● **Passage to read**
Today 31.7 km (19.7 mi), Total Distance 474.3 km (294.7 mi). 9 hours 20 minutes (0725-1645)

It was pretty chilly when I woke up, 3 degrees C! I decided to stay in my bag a little longer but finally forced myself to get up and warmed up quickly.

I was on my way a little later than recently but there was no rush as today seemed like a cruisy day. I knew there were two hills in the first 5 miles and then it was mainly downhill.

I barely noticed the first hill, just powering up, and warmed up quickly. I was looking for wildlife as early in the morning and later at night should logically be the best times. Sadly nothing was seen except for birds.

There was a beautiful bird that was bright blue when flying. It had a crest on the back of its head and they seemed to be flying in pairs.

At the top of the hill I could now look down and see Big Bear Lake and the town where I was yesterday. The two ski fields were also easy to spot and they had a good covering of snow. The lake was in sight for quite a while as the track followed along the side of the hill before dropping onto the other side.

This was now the north side and there were a few patches of snow. Good to get my snow fix for the day.

● **Supplied data**
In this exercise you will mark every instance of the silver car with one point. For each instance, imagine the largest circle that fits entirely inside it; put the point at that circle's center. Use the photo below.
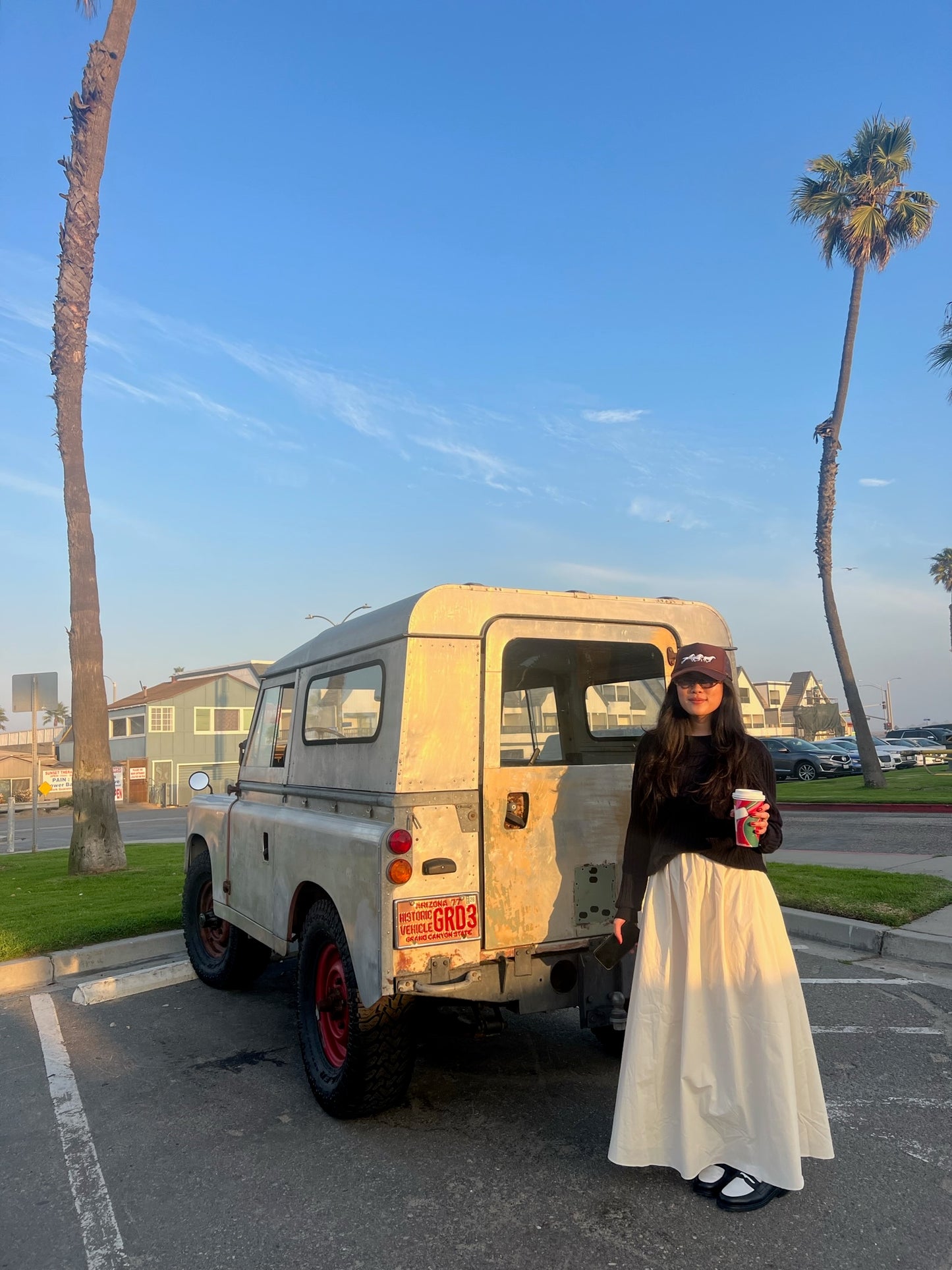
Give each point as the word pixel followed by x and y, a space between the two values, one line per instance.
pixel 432 806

● **List of tasks**
a – In the hiking journal entry, what was the temperature when the writer woke up?
b – Carry the hiking journal entry forward from its final sentence.

● **Results of the exercise**
a – 3 degrees C.

b –
I was feeling pretty good except the inside of the ball of my left foot was a little sore. A few days ago I got a small blister which seemed to have healed but was sore today. I stopped and put a blister patch over it.

Today I was also a little more hungry and actually wanted to have some snacks during the morning. This is a good development as I am not keen on forcing myself to eat. As it was cooler I had some mini Snickers and a Cliff Bar. The bar was too sweet which is an issue with all the energy bars I am finding here.

I heard some voices when I crossed a road which I think were people running on the road. A bit further on 4 men came towards me. Judging by the T-shirts I think they are training for an ultramarathon somewhere.

The trail was in excellent condition with only a few patches of rocks. I was intentionally pushing my pace a little more than I have in the past as this is the final week of restrictions. Still a maximum of 20 miles (32 km) but this week I can push the pace a little.

Trying the Rain Skirt to relive my chafing

The trail emerged from the lovely forest into an area of devastation. A fire had wiped out most of the vegetation and the trail dropped through this stark landscape down to a stream.

Just before I started dropping a guy emerged from the bushes above the trail. He positioned himself in front of me and started walking. We chatted, or rather I listened to him talk, for the next 10 minutes. He was going slightly slower than I wanted but in line of my philosophy of being more social on this trail I stayed with him until he stopped to talk to 3 other people and fill up with water.

Back on my own it was a quick descent to the stream. Unfortunately it seemed that the vegetation quickest to recover from the fire were thorns and prickles.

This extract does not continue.